→ LANGKAH YANG DIKERJAKAN:
1. Jawab pertanyaan berikut berdasarkan teks tentang tembakau Jember:
(a) Di kabupaten mana desa penulis berada?
(b) Jember disebut sebagai salah satu daerah penghasil tembakau super di provinsi mana?
(c) Dengan cara apa semua pengolahan tembakau di sana masih dilakukan?
2. Ketik ulang bagian teks tentang tembakau Jember, mulai dari kata "Menoleh dari hal-hal" dan terus sampai kata "yang siap produksi.".

→ BAGIAN TEKS:
"""

Jauh sebelum masa krisis ini, emak-emak di desa saya, di Jember, sudah mengenal tindakan survive. Yakni, mengisi waktu luangnya dengan menggeluti pekerjaan di bidang tanaman tembakau. Tampaknya, musim tembakau di sini adalah “sang penyelamat mereka”.
Menjadi orang Jember itu kadang susah, kadang juga enak. Lantaran di satu sisi, orang lain belum tentu tahu di mana sebenarnya kabupaten ini berada. Namun di sisi lain, enaknya adalah urusan per-tembakau-an Jember yang nggak bisa dipandang remeh. Kalaupun saya tanya ke orang-orang yang ngurusin perdagangan nasional dan internasional, pasti mereka tahu Jember itu apa.
Sebagai salah satu daerah penghasil tembakau super di Jawa Timur, masyarakat Jember pasti punya trik and tips dalam mengolah hasil tembakaunya. Sebab, mulai dari tahap pembibitan, penanaman, panen, hingga tahap industri rumahan seperti pengasapan (oven) pun masih dikelola dengan cara yang mengesankan. Bahkan, kedelai hitam Malika pun akan minder ketika melihat bagaimana orang Jember merawat tembakaunya.
Pasalnya, menjadi bagian dari petani tembakau, saya rasa hal ini cukup menyenangkan. Di samping memantapkan potensi Kabupaten Jember sebagai penghasil tembakau terbaik, di musim tembakau ini secara nggak langsung para petani telah menciptakan lapangan pekerjaan baru untuk ibu-ibu rumah tangga di sekitar saya. Memang, sih, semua pengolahan tembakau di sini masih dilakukan secara manual. Tapi, justru dengan cara manual itulah yang membuat tembakau di sini berkualitas.
Menoleh dari hal-hal sebelumnya, tentu produksi tembakau di sini nggak bisa dilepaskan dari peran emak-emak tadi. Blio-blio inilah yang sebenarnya memiliki peran besar dalam mengolah daun tembakau menjadi komoditas yang siap produksi.

"""

Beberapa catatan
"""

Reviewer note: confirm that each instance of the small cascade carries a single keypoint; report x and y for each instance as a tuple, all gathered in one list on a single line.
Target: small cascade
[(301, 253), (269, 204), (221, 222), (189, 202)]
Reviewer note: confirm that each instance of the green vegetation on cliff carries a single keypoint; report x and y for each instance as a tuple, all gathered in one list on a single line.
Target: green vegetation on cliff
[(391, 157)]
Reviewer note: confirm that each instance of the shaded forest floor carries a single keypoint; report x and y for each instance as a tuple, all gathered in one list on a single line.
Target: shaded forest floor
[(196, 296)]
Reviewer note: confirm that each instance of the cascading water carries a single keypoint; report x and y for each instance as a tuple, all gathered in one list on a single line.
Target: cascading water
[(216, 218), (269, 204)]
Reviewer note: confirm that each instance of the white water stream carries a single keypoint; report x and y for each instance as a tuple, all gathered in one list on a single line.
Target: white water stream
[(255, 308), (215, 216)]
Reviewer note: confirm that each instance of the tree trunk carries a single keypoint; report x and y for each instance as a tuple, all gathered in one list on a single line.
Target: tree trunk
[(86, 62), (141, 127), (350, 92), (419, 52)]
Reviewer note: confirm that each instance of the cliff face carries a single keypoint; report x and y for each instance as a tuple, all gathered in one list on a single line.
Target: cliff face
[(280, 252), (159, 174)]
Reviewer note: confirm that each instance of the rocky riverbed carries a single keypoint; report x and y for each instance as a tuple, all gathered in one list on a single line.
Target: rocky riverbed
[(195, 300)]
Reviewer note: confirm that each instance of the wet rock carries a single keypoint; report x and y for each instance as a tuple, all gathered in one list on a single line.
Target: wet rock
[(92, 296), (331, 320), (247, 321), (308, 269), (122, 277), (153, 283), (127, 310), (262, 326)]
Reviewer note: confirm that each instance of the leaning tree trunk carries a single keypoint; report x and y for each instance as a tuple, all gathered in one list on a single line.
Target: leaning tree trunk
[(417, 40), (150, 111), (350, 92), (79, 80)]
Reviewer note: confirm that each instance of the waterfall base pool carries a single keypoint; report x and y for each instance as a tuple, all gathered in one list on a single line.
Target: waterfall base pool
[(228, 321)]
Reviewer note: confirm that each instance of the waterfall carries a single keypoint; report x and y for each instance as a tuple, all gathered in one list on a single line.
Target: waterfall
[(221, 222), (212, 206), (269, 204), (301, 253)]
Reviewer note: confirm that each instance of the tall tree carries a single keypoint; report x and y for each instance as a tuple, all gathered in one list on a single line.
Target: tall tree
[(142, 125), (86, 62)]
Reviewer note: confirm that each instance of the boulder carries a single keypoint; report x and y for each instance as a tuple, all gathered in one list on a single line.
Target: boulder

"""

→ JAWABAN:
1.
(a) Jember
(b) Jawa Timur
(c) Secara manual

2.
Menoleh dari hal-hal sebelumnya, tentu produksi tembakau di sini nggak bisa dilepaskan dari peran emak-emak tadi. Blio-blio inilah yang sebenarnya memiliki peran besar dalam mengolah daun tembakau menjadi komoditas yang siap produksi.